→ Kutipan Dokumen:
Pemerintah Diminta Kendalikan Harga Sembako

Salah satu pedagang cabai di Pasar Baru Tuban yang saat ini jenis komoditi tersebut lagi melimpah, karena petani lokal juga lagi panen.

Salah satu pedagang cabai di Pasar Baru Tuban yang saat ini jenis komoditi tersebut lagi melimpah, karena petani lokal juga lagi panen.

Batu, Bhirawa
Turunnya harga bahan bakar minyak (BBM) jenis premium dan solar untuk kedua kalinya, diharapkan bisa membawa dampak penurunan harga sembilan bahan pokok (Sembako) di Kota Batu. Namun harapan itu harus ditelan dengan kekecewaan warga, karena harga sembako di kota ini tak kunjung turun. Merekapun berharap agar pemerintah turun tangan untuk mengendalikan harga sembako.

→ Cuplikan Data:
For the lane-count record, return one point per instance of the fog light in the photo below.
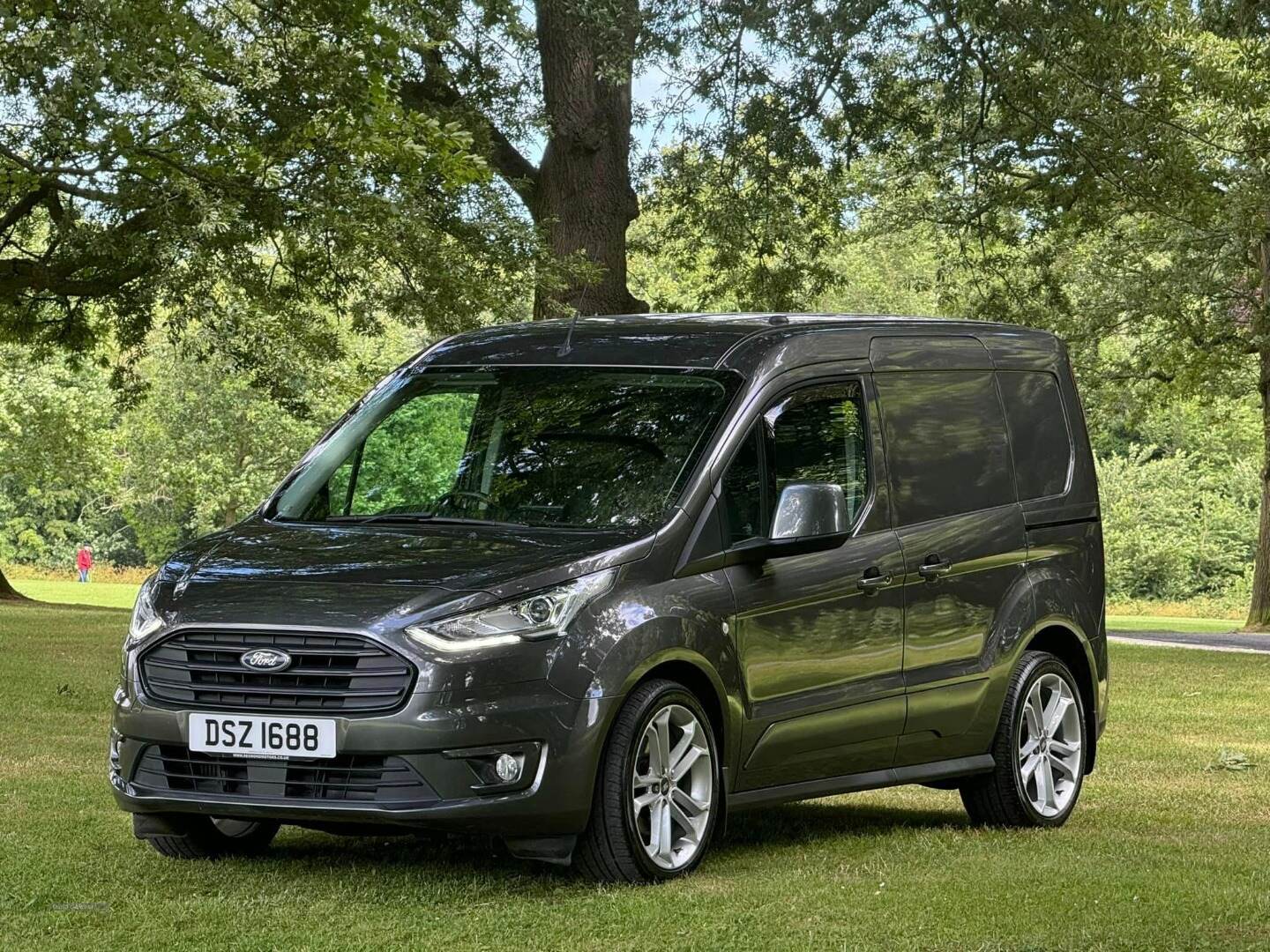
(507, 767)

→ Petunjuk Latihan:
Menurut berita harga sembako, apa yang diharapkan warga Kota Batu dari pemerintah? Baris-baris di atas adalah bahan tersendiri yang terpisah dari berita harga sembako.

→ Jawaban Latihan:
Warga berharap pemerintah turun tangan untuk mengendalikan harga sembako.